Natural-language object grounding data

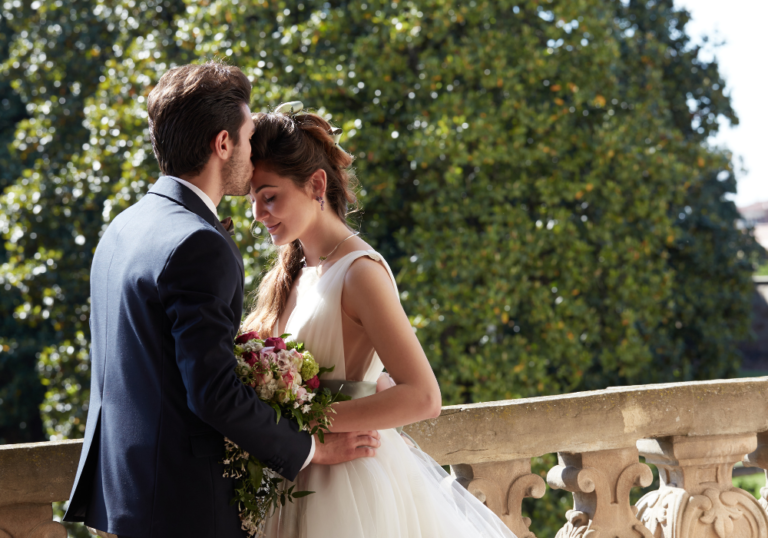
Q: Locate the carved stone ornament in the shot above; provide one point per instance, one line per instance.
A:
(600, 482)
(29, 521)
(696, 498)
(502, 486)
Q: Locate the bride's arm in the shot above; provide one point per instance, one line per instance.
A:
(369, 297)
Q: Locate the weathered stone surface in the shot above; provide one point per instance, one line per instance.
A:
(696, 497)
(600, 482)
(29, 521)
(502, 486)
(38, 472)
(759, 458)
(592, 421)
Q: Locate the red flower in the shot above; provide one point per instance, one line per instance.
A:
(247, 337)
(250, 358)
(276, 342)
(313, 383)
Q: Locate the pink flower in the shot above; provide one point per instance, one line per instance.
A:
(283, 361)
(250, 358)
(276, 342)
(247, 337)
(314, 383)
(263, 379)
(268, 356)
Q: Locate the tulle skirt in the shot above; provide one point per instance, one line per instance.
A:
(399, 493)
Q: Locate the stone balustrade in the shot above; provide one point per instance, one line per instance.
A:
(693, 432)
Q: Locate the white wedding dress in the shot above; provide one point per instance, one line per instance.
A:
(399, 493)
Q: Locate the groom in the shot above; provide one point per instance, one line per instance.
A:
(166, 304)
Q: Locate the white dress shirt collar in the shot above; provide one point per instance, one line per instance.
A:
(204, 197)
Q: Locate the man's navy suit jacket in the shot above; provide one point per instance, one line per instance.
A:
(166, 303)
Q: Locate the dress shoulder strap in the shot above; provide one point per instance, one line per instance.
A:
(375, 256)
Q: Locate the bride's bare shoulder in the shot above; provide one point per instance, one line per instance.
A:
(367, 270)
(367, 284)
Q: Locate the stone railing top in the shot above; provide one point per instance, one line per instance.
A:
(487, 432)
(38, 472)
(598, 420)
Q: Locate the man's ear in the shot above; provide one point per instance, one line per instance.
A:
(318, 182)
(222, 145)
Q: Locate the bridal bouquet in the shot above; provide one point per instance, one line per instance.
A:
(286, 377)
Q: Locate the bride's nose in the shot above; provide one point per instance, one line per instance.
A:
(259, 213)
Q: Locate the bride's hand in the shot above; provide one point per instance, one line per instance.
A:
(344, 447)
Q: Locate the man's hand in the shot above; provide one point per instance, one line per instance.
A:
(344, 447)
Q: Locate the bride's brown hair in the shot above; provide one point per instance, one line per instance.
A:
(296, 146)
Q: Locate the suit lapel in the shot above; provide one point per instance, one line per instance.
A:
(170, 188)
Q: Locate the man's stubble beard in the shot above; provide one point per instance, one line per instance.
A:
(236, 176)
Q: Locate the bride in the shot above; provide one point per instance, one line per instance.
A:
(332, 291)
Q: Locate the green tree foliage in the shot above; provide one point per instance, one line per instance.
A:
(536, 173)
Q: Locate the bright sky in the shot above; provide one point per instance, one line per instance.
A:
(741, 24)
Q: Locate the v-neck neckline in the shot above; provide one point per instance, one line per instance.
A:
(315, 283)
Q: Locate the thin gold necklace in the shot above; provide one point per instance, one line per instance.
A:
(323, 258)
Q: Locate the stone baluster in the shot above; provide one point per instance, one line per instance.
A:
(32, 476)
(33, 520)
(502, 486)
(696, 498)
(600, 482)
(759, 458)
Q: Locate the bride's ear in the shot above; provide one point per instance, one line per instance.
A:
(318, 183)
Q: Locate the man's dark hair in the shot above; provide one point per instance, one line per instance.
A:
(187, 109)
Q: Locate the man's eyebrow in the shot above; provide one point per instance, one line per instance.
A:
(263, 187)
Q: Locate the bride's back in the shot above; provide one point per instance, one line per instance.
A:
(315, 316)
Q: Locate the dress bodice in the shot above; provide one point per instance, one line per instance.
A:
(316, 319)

Exercise prompt:
Your answer should be the exact lines above from the one with "Q: Locate the bride's bare" through the one with "Q: Locate the man's ear", both included, and nothing besides.

Answer below:
Q: Locate the bride's bare shoulder in the shot above; provide one point per instance, one line per instance.
A:
(367, 270)
(367, 284)
Q: Locate the stone railing top in the shot above; provide one point per instance, one line per instance.
A:
(487, 432)
(38, 472)
(598, 420)
Q: Locate the man's ear in the shot above; provide one point per instance, one line per instance.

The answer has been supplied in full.